## Work order A
Render the records as a JSON list of strings, starting at the beginning of the records and ending at the line that contains "positive clicks: (1202, 1904)", with one string per line and blank lines left out. Leave the pictures out of the answer.

## Extracted text
So enumerate([1,4,2,5]) emits tuples like (0,1), (1,4), (2,2), (3,5). If you use a comma-separated list of identifiers in the head of the for loop, the tuple is untupled. So:
for i,z in enumerate([1,4,2,5]):
pass
will iterate four times, the first time i will be 0 and z 1; the next iteration i will be 1 and z 4; the next iteration i will be 2 and z 2; the next iteration i will be 3 and z 5.
Now your statement also contains some list comprehension, the first z in z for i,z in enumerate(l) means it will emit the z values. Notice furthermore that there is condition (the if part), so not all values will be emitted.
You should start with concept of list comprehensions in python to understand what does this lambda function do. In short it creates list of z elements that meet a condition on right side of statement.
Another important thing is builtin enumerate function that simply emits list of touples consisting of element and it's index.
enumerate() helps you to iterate over both the indices and the items of sequences at once.
Here is an example :
>>> l=['a','b','c']
>>> for index,value in enumerate(l):
print (index,value)
0 a
1 b
2 c
The solution you've posted is wrong and doesn't return unique elements as it only checks for duplicates on the previous item only (l[i-1]!=z).
To elaborate on what I meant, here is a test run :
>>> unique_in_order = lambda l: [z for i, z in enumerate(l) if i == 0 or l[i - 1] != z]
>>> l=[1,1,123,5,6,123]
>>> unique_in_order(l)
[1, 123, 5, 6, 123]
You can see that 123 occurs twice because it was tested only against its previous element 6.
Before I provide a simple solution, we need to be clear that we are finding unique items from a list in order or we are trying to get rid of duplicates entirely.
A simple and elegant solution would be to use list.count method. It returns the number of times an item occurs in the list.
>>> l=['a', 'a',2,5,6,'b', 'c', 'd', 'e','e',2,2,6]
>>> [x for x in l if l.count(x)<2]
[5, 'b', 'c', 'd']
If you did not meant to discard the duplicates entirely and instead wanted the list to have a single occurence of the duplicate items then you can do this :
>>> l=['a', 'a',2,5,6,'b', 'c', 'd', 'e','e',2,2,6]
>>> dups=set()
>>> [x for x in l if x not in dups and (dups.add(x) or True)]
['a', 2, 5, 6, 'b', 'c', 'd', 'e']
Assume you have a list
>>> m = ['a','b','c']
I'd like to make a new list n that has everything except for a given item in m (for example the item 'a'). However, when I use
>>> m.remove('a')

## Record set
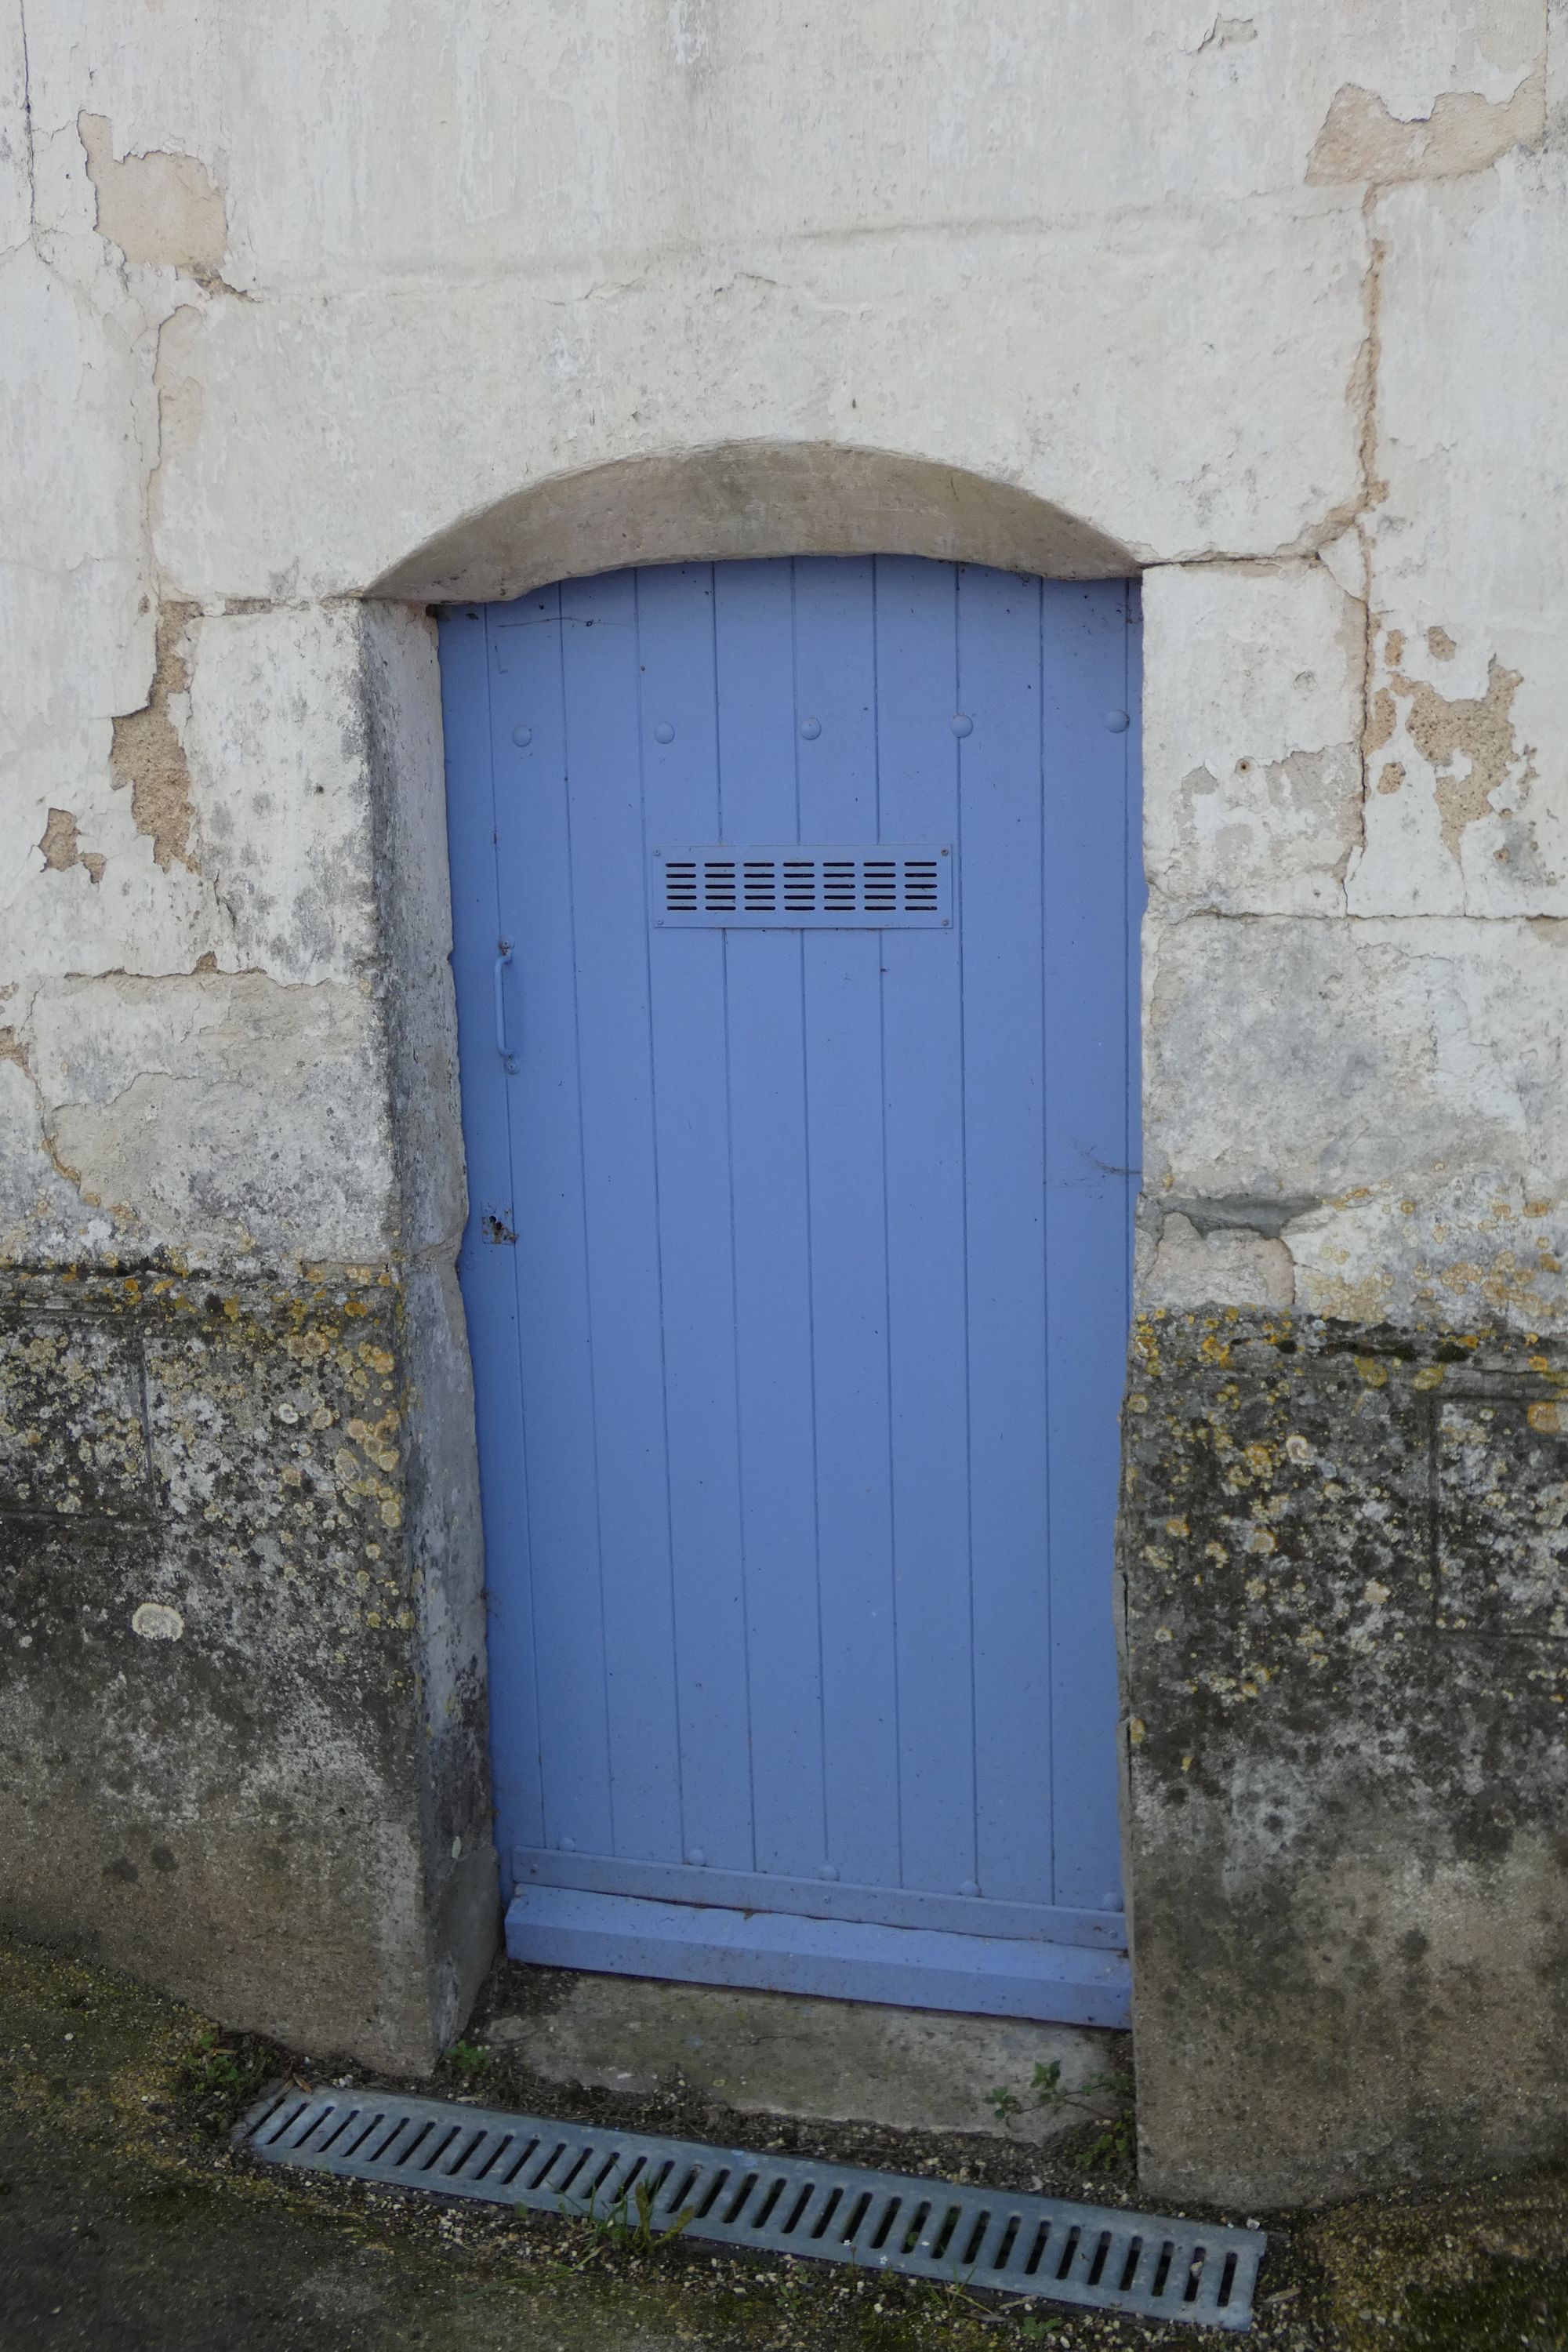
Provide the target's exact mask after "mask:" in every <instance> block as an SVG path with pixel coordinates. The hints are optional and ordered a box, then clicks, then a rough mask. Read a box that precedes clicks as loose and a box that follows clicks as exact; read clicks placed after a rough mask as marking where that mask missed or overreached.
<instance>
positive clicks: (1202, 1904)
mask: <svg viewBox="0 0 1568 2352" xmlns="http://www.w3.org/2000/svg"><path fill="white" fill-rule="evenodd" d="M1121 1576H1124V1604H1126V1618H1124V1642H1126V1651H1124V1656H1126V1705H1128V1790H1131V1806H1128V1825H1126V1837H1128V1856H1131V1886H1133V1936H1135V1952H1138V1969H1135V2030H1138V2089H1140V2131H1143V2157H1145V2183H1147V2187H1150V2190H1154V2192H1168V2194H1185V2197H1213V2199H1215V2201H1229V2199H1237V2197H1241V2199H1251V2201H1265V2204H1267V2201H1276V2204H1284V2201H1298V2199H1309V2197H1316V2194H1335V2192H1342V2190H1347V2187H1356V2185H1366V2183H1399V2180H1422V2178H1425V2180H1432V2178H1446V2176H1458V2178H1467V2176H1474V2173H1476V2171H1483V2169H1495V2166H1500V2164H1516V2161H1528V2159H1540V2157H1559V2154H1563V2150H1566V2147H1568V2122H1566V2117H1568V1345H1566V1343H1563V1341H1561V1338H1554V1341H1542V1338H1540V1336H1533V1334H1507V1331H1497V1329H1481V1331H1458V1329H1455V1331H1434V1329H1413V1327H1394V1324H1366V1327H1354V1324H1345V1322H1326V1319H1319V1317H1307V1315H1262V1312H1255V1310H1229V1312H1197V1315H1178V1312H1157V1315H1147V1317H1143V1319H1140V1324H1138V1329H1135V1336H1133V1357H1131V1385H1128V1402H1126V1486H1124V1536H1121Z"/></svg>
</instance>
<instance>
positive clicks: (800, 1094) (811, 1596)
mask: <svg viewBox="0 0 1568 2352" xmlns="http://www.w3.org/2000/svg"><path fill="white" fill-rule="evenodd" d="M715 654H717V684H719V703H717V708H719V788H722V807H719V835H717V837H722V840H726V842H736V844H745V842H792V840H795V837H797V833H795V790H797V783H795V746H797V741H799V739H797V713H795V661H792V567H790V562H788V560H783V562H755V564H717V567H715ZM724 964H726V1021H729V1134H731V1169H733V1221H736V1383H738V1421H741V1508H743V1550H745V1609H748V1656H750V1658H752V1661H755V1672H752V1682H750V1733H752V1802H755V1811H757V1867H759V1870H773V1872H785V1875H795V1877H802V1875H804V1877H813V1875H816V1872H818V1870H820V1863H823V1853H825V1844H823V1837H825V1825H823V1682H820V1656H823V1649H820V1625H818V1590H816V1508H813V1491H816V1442H813V1428H811V1242H809V1221H806V1056H804V1035H802V953H799V931H729V934H724Z"/></svg>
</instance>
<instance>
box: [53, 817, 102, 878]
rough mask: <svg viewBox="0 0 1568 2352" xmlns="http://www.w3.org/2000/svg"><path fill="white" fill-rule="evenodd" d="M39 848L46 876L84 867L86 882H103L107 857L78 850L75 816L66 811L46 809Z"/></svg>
mask: <svg viewBox="0 0 1568 2352" xmlns="http://www.w3.org/2000/svg"><path fill="white" fill-rule="evenodd" d="M38 847H40V849H42V856H45V866H47V868H49V873H56V875H63V873H68V868H71V866H85V868H87V880H89V882H101V880H103V866H106V858H103V856H101V851H96V849H82V847H80V842H78V826H75V816H73V814H71V811H68V809H49V821H47V826H45V830H42V840H40V842H38Z"/></svg>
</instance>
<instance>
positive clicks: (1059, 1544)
mask: <svg viewBox="0 0 1568 2352" xmlns="http://www.w3.org/2000/svg"><path fill="white" fill-rule="evenodd" d="M1126 597H1128V590H1126V586H1124V583H1121V581H1095V583H1088V586H1084V583H1067V581H1048V583H1046V588H1044V628H1041V647H1044V708H1046V727H1044V781H1046V840H1048V856H1046V868H1044V887H1046V1138H1048V1160H1046V1188H1048V1192H1046V1197H1048V1294H1046V1296H1048V1324H1046V1329H1048V1362H1051V1682H1053V1708H1051V1722H1053V1750H1056V1778H1053V1788H1056V1900H1058V1903H1070V1905H1084V1907H1088V1910H1098V1907H1103V1905H1107V1903H1112V1900H1117V1891H1119V1879H1121V1875H1119V1835H1117V1658H1114V1623H1112V1541H1114V1515H1117V1472H1119V1404H1121V1388H1124V1376H1126V1371H1124V1369H1126V1319H1128V1216H1131V1195H1133V1190H1135V1181H1138V1178H1135V1171H1133V1162H1135V1157H1138V1148H1135V1136H1128V1098H1135V1021H1138V1007H1135V997H1133V995H1131V985H1128V981H1131V974H1128V929H1133V931H1135V917H1138V908H1135V906H1133V898H1135V896H1138V901H1140V891H1138V884H1135V882H1133V880H1131V875H1128V849H1131V851H1133V854H1135V851H1138V844H1135V842H1131V840H1128V835H1135V830H1138V828H1135V811H1138V790H1135V724H1133V722H1135V710H1138V701H1135V691H1138V680H1135V647H1133V644H1131V637H1133V633H1131V630H1128V612H1126ZM1121 713H1126V720H1128V724H1126V727H1121V724H1117V720H1119V717H1121Z"/></svg>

## Work order B
Reproduce word for word the passage of the text about Python's enumerate function, starting at "enumerate() helps you" and ending at "item only (l[i-1]!=z).".

## Written reply A
[
  "Provide the target's exact mask after \"mask:\" in every <instance> block as an SVG path with pixel coordinates. The hints are optional and ordered a box, then clicks, then a rough mask. Read a box that precedes clicks as loose and a box that follows clicks as exact; read clicks placed after a rough mask as marking where that mask missed or overreached.",
  "<instance>",
  "positive clicks: (1202, 1904)"
]

## Written reply B
enumerate() helps you to iterate over both the indices and the items of sequences at once.
Here is an example :
>>> l=['a','b','c']
>>> for index,value in enumerate(l):
print (index,value)
0 a
1 b
2 c
The solution you've posted is wrong and doesn't return unique elements as it only checks for duplicates on the previous item only (l[i-1]!=z).